What the exercise asks
Please lay out the material as a JSON list of strings, one string per line, starting at the very beginning and ending at the line that contains "box: [568, 0, 572, 143]", with both ends included. Skip blank lines and leave the pictures out.
• • • • •
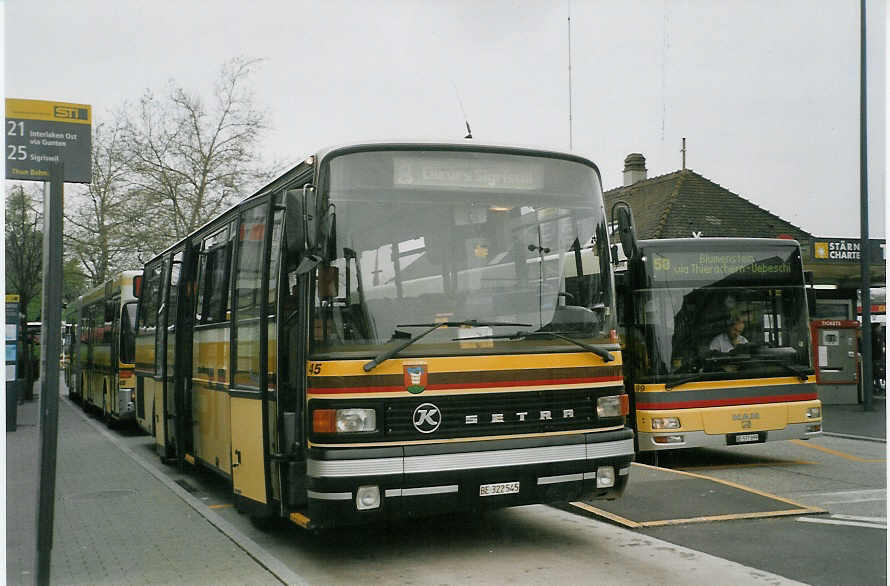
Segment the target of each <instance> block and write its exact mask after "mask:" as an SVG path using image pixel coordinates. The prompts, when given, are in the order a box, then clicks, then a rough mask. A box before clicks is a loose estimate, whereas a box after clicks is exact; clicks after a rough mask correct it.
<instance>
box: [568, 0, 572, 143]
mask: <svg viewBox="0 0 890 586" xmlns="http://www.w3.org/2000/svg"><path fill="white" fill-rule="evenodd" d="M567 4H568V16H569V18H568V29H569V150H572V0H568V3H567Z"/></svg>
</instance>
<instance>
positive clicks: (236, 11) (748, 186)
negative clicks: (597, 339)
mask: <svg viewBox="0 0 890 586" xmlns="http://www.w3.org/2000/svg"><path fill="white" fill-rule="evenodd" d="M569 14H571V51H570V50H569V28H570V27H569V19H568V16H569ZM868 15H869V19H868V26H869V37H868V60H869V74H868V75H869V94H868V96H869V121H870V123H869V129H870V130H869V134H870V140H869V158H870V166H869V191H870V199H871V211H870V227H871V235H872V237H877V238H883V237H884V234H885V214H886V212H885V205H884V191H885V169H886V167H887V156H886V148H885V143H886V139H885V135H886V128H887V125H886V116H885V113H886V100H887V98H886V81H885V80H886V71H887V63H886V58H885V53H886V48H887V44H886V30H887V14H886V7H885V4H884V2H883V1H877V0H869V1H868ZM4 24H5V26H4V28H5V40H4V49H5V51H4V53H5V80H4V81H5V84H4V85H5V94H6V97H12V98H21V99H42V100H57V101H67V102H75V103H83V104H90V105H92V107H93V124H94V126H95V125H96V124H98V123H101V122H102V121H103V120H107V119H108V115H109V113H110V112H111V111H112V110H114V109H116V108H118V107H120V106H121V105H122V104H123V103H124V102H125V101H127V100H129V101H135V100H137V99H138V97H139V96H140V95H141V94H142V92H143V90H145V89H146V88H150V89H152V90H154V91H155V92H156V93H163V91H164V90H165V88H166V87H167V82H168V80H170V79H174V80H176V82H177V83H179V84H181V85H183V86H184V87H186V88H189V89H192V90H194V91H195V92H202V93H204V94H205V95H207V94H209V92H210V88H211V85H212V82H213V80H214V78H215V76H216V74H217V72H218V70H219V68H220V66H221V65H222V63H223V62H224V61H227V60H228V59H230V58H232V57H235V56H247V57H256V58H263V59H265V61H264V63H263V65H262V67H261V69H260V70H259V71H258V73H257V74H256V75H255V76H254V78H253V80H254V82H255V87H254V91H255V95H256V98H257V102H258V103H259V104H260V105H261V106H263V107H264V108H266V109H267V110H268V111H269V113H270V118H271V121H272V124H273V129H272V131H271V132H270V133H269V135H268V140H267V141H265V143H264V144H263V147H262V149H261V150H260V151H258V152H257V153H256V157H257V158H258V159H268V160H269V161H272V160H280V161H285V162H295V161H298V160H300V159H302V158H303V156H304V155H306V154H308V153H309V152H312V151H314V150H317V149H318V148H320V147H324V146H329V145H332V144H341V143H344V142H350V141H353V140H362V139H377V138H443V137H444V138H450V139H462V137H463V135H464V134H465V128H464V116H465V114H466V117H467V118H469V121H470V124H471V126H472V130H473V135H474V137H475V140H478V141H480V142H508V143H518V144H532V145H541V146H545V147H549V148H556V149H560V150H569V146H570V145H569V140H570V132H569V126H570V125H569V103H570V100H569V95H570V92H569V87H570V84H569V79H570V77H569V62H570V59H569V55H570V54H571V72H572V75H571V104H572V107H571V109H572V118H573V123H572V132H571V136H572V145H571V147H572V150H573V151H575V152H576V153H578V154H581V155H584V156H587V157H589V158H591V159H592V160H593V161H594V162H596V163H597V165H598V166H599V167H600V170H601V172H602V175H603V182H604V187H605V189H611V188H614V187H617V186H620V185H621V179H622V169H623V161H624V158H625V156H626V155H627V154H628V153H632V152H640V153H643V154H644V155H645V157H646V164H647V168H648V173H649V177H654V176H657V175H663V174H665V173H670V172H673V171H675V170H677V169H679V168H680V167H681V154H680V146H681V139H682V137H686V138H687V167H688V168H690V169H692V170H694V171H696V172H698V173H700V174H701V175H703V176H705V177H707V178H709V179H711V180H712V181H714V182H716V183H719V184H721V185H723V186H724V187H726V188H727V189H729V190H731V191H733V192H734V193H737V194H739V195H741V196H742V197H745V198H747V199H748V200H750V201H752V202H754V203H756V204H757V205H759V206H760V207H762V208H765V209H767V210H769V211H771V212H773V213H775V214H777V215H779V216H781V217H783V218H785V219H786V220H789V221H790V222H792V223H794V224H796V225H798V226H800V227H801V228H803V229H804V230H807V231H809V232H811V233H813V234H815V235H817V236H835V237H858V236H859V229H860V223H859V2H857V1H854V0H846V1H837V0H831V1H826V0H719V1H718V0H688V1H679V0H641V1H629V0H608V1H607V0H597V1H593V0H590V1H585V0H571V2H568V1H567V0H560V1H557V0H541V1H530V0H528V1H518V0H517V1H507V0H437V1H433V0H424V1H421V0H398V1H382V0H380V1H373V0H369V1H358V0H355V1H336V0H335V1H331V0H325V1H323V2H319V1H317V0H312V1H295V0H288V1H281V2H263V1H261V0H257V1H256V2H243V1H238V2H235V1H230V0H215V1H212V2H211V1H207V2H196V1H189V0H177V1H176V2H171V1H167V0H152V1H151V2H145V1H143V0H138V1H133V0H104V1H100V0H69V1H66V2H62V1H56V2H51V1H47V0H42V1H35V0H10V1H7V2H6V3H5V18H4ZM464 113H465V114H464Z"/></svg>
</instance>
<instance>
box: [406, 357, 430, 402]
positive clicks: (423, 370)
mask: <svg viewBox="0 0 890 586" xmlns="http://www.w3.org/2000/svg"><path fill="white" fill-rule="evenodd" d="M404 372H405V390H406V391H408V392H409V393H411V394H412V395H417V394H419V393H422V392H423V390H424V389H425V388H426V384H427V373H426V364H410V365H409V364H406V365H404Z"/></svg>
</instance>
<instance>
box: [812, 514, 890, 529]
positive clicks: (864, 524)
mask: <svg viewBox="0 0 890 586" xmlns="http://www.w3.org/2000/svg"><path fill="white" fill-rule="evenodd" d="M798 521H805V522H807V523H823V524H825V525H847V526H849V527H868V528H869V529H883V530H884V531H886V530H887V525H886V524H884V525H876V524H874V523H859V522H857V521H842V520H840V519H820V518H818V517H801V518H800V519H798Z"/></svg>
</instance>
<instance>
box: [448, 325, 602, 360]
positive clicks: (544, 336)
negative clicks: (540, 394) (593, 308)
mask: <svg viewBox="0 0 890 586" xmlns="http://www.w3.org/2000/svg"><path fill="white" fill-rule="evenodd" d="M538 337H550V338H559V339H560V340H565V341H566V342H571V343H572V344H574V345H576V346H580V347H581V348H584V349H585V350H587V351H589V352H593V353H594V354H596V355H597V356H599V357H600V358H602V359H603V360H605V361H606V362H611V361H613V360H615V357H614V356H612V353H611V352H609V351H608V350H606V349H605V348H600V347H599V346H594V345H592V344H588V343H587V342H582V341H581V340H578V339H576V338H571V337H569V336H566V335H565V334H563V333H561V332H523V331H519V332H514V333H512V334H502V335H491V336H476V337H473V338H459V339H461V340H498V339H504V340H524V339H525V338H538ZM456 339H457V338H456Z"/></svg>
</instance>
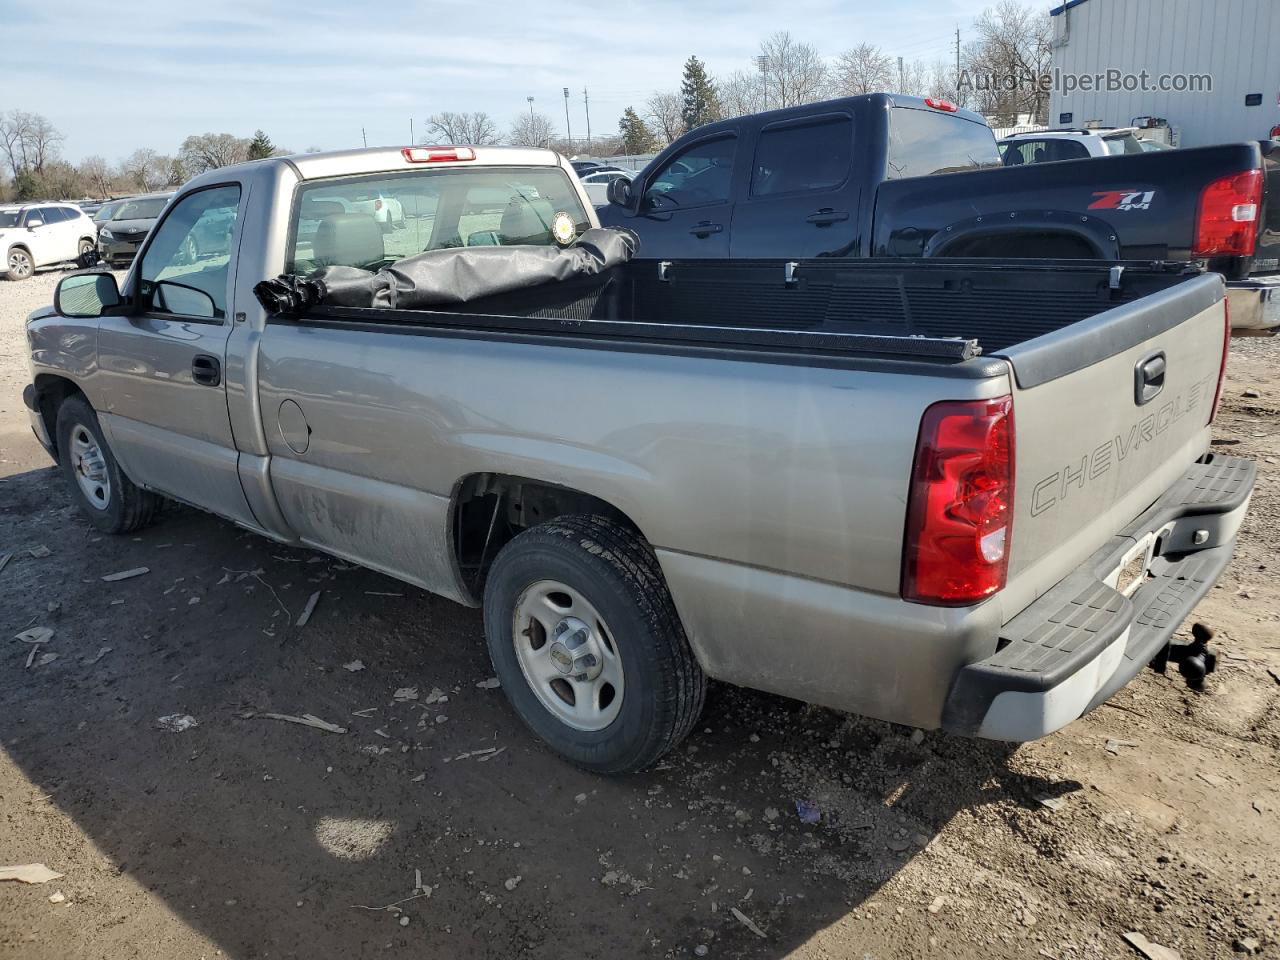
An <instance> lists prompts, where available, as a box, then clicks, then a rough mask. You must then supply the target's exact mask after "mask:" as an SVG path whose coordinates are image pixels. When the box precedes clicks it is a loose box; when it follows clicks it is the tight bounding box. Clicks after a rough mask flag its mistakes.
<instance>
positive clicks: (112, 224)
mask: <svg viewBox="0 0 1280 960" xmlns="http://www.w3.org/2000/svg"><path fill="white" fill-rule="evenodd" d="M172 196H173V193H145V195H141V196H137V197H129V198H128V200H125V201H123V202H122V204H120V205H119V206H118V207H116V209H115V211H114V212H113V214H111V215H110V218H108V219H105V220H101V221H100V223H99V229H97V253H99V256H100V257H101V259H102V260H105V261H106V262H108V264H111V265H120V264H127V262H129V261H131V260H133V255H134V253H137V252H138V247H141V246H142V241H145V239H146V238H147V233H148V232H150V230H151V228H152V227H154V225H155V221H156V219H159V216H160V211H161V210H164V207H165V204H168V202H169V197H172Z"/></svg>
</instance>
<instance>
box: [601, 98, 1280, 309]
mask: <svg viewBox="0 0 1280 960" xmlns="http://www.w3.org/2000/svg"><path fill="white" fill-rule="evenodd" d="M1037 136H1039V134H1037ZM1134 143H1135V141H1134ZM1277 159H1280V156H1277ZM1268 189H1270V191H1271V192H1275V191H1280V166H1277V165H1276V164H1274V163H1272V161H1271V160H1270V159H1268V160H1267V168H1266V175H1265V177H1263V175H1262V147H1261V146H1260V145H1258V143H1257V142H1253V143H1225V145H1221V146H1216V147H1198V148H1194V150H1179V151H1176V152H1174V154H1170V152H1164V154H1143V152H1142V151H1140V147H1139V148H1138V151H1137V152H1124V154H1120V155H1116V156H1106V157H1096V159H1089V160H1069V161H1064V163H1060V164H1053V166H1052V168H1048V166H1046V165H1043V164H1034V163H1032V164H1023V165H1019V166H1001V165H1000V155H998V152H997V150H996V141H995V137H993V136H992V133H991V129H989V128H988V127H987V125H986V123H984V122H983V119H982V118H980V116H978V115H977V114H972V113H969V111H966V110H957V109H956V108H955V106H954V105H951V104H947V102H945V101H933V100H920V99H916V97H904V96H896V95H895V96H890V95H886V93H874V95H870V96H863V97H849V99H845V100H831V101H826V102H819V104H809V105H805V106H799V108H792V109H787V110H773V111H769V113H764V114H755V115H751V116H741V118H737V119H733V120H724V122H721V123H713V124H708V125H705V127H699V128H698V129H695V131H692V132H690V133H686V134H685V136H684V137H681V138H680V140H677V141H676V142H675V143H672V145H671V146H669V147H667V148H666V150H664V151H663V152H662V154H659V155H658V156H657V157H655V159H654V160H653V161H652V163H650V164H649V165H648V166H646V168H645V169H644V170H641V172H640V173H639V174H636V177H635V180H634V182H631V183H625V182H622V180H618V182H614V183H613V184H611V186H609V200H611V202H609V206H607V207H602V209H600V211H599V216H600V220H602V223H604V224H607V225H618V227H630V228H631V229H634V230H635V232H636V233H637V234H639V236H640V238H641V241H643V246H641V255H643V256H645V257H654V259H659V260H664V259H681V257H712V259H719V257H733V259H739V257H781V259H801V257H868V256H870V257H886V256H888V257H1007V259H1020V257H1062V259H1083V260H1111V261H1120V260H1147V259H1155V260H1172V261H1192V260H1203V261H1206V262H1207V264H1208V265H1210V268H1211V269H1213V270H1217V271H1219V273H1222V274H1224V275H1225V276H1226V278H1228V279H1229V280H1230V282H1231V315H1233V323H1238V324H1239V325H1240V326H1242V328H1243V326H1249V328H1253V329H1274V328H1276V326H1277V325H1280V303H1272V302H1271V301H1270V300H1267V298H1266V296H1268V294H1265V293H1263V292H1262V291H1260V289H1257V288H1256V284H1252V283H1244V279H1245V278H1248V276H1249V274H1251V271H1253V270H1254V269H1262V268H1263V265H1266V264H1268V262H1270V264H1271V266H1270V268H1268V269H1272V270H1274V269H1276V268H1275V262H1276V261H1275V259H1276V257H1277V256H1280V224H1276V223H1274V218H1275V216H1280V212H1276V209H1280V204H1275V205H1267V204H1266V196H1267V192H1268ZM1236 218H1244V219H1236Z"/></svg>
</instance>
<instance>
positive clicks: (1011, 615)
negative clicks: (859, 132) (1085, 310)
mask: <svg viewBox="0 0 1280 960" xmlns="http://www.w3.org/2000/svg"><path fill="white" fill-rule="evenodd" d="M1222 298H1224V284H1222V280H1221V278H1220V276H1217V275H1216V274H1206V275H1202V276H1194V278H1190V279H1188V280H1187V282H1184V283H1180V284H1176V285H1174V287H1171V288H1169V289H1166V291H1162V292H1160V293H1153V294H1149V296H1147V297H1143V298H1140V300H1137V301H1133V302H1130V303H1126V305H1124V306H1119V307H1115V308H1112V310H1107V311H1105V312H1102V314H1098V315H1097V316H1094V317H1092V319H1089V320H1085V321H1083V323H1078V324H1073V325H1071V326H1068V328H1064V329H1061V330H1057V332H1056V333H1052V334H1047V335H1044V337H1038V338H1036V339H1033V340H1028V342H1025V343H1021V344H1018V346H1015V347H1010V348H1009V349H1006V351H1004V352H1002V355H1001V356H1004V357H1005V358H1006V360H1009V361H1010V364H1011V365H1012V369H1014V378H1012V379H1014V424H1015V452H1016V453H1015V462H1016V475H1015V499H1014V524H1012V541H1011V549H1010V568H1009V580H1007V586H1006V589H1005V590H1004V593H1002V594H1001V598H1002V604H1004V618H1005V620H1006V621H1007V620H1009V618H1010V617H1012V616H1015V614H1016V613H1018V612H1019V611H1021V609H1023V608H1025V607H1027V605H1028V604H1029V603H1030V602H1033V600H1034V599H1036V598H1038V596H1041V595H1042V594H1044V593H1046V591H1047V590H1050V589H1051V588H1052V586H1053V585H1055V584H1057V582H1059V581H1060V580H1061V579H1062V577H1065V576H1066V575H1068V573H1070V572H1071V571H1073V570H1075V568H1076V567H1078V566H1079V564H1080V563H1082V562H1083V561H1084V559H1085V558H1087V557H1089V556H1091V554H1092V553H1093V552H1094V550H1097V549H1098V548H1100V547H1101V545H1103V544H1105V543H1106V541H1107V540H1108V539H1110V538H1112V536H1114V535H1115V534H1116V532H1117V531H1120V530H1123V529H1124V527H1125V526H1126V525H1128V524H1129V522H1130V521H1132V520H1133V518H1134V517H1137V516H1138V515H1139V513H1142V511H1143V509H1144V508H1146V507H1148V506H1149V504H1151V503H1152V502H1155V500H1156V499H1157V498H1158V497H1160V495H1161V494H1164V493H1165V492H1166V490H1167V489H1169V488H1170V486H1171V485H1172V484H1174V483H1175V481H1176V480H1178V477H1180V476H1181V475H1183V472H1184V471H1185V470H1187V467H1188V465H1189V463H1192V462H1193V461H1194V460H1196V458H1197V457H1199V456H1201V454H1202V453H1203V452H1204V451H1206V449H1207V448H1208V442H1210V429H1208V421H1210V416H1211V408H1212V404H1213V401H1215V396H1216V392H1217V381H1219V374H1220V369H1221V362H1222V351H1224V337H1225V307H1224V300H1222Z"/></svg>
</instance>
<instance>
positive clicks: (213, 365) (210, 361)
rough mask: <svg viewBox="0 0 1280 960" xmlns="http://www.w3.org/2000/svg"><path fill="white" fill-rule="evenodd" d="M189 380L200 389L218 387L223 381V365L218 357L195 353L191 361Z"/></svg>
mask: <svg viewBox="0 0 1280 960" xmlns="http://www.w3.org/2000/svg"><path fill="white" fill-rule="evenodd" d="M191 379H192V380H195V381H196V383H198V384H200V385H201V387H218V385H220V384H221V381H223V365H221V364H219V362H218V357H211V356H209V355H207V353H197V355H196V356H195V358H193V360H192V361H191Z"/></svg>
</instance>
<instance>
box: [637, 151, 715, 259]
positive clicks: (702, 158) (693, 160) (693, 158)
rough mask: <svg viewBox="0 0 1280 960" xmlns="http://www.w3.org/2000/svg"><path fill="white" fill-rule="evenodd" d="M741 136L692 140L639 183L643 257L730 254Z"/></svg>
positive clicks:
• • • • •
Response to the task
[
  "Segment the target of each <instance> block and write its exact mask after \"mask:\" as an SVG path using image pixel coordinates. The prompts, when given, are in the order a box, then clicks, then a rough mask. A box before clicks is a loose estimate, whereas a box after clicks is exact; clicks after a rough mask correct it.",
  "<instance>",
  "box: [568, 0, 572, 143]"
]